«Трех мушкетеров» я не читал. Не получилось. В бараке, где нас поселили, пообещав скоро дать нормальную квартиру, жили случайные люди. А в их комнатах жили случайные книги. «Три мушкетера» ни к кому из них тогда не явились... Мушкетерам, оказалось, трудно доскакать до моей послевоенной новосибирской Сибири.

 

В конце сороковых годов немцы, потихоньку отработав учиненное на войне, отпускались в Германию. А в пустоту освобожденных деревянных труб-бараков, разгородив их на комнаты и квартиры, государство вселяло своих свободных людей.

 

С бараком нам повезло. Это не был стандартный барак, где прежде жили пленные рядовые немцы. Не строение из худых стен, похожее на квадратную трубу с нарами в одинаковых рядах. Не скучное антиархитектурное сооружение, напоминающее насквозь продуваемый общий сортир, тут же, очко за очком, тянущийся во дворе... Существующий с тою лишь разницей, что в бараке нары — чтобы жить лежа, а в сортире очко — чтобы думать о жизни сидя. Утекающее вдаль философическое пространство. Одинаковые ряды одинаково обреченного житейского существования.

Наши комнаты были элитнее обще-барачных. Их выгородили из квадрата бывшего офицерского клуба. Они имели беленые стены с голубым трафаретом, набрызганным синькой по всему периметру потолка, да еще и теплые деревянные полы, лежащие по-настоящему — на приподнятых лагах.

Извлеченные строки:
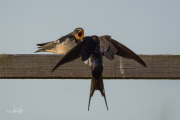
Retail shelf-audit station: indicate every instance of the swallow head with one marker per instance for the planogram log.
(78, 34)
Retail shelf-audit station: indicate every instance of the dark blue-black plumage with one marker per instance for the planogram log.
(94, 48)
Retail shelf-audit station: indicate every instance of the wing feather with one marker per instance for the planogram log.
(73, 54)
(123, 51)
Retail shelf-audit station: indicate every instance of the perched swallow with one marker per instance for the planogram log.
(94, 48)
(63, 44)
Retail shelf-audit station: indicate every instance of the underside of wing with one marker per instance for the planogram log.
(43, 47)
(73, 54)
(124, 51)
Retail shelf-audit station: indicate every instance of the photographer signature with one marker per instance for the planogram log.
(16, 110)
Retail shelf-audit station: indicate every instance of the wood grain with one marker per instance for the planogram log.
(39, 66)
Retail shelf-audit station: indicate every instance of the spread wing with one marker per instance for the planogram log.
(107, 48)
(80, 49)
(49, 46)
(121, 50)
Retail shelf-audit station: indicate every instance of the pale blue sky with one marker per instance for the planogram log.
(145, 26)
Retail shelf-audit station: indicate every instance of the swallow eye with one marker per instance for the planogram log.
(80, 34)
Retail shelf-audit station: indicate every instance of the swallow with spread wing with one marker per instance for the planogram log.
(94, 48)
(63, 44)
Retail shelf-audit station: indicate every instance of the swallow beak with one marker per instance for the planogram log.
(78, 34)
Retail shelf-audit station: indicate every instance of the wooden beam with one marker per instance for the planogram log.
(39, 66)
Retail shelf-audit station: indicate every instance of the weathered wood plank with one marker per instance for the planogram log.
(36, 66)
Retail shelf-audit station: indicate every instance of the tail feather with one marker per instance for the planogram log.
(97, 85)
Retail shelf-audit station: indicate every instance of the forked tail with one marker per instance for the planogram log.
(97, 85)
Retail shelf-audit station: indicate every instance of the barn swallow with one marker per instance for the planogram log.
(63, 44)
(94, 48)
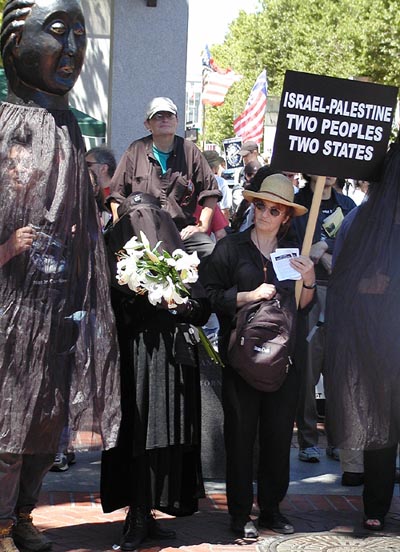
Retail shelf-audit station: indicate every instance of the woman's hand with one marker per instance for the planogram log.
(21, 240)
(262, 292)
(317, 250)
(305, 266)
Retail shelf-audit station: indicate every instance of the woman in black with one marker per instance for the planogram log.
(156, 464)
(239, 272)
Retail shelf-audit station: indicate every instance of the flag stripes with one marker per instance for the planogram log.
(250, 123)
(216, 86)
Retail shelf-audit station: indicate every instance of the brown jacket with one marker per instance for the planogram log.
(188, 179)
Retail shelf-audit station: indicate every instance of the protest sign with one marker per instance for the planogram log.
(232, 146)
(333, 127)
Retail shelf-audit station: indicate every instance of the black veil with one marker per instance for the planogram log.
(362, 372)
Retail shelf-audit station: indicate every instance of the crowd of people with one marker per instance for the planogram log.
(79, 351)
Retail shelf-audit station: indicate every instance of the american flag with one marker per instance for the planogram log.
(216, 81)
(250, 124)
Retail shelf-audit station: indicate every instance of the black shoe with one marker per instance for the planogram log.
(275, 521)
(135, 529)
(155, 530)
(352, 479)
(243, 526)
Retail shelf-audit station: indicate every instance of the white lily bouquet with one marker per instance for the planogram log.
(161, 275)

Задания:
[a] Ответьте по отрывку на три вопроса:
(i) Какую книгу так и не удалось прочитать?
(ii) Кого в конце сороковых годов отпускали в Германию?
(iii) Из чего выгородили комнаты, которые в отрывке названы элитнее обще-барачных?
[b] Назовите все, что, согласно отрывку, имели комнаты, выгороженные из бывшего офицерского клуба.
[c] Выведите без изменений весь текст отрывка от слов «В конце сороковых» и вниз до слов «своих свободных людей.».
Опирайтесь только на отрывок.

Ожидаемые ответы:
[a]
(i) «Три мушкетера».
(ii) Немцев.
(iii) Из квадрата бывшего офицерского клуба.

[b]
- Беленые стены.
- Голубой трафарет, набрызганный синькой по всему периметру потолка.
- Теплые деревянные полы, лежащие на приподнятых лагах.

[c]
В конце сороковых годов немцы, потихоньку отработав учиненное на войне, отпускались в Германию. А в пустоту освобожденных деревянных труб-бараков, разгородив их на комнаты и квартиры, государство вселяло своих свободных людей.